**WHAT TO PRODUCE:** Return the rows below unchanged, everything from the line containing "Task: one point marks each instance of the sprouting" down to the line containing "x=368, y=558", including both of those lines.

[Coordinate annotation entries]
####################

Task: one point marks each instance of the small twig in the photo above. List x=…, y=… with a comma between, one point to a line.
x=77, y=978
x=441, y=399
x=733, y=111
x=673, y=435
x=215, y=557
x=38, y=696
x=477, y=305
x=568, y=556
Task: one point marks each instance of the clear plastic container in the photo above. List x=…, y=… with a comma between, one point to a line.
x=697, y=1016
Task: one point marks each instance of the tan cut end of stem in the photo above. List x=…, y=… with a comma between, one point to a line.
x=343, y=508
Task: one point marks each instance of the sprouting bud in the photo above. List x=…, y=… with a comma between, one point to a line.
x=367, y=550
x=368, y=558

####################

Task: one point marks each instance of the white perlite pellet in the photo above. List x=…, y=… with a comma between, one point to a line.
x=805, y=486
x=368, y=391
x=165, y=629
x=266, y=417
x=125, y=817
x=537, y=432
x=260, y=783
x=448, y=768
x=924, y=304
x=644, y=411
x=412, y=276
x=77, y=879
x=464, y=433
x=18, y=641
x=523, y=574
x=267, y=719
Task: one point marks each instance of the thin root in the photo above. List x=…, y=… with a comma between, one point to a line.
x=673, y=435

####################

**CORRECT RESPONSE:**
Task: one point marks each instance of the sprouting bud in the photo above. List x=…, y=… with a comma between, one point to a line.
x=367, y=550
x=368, y=558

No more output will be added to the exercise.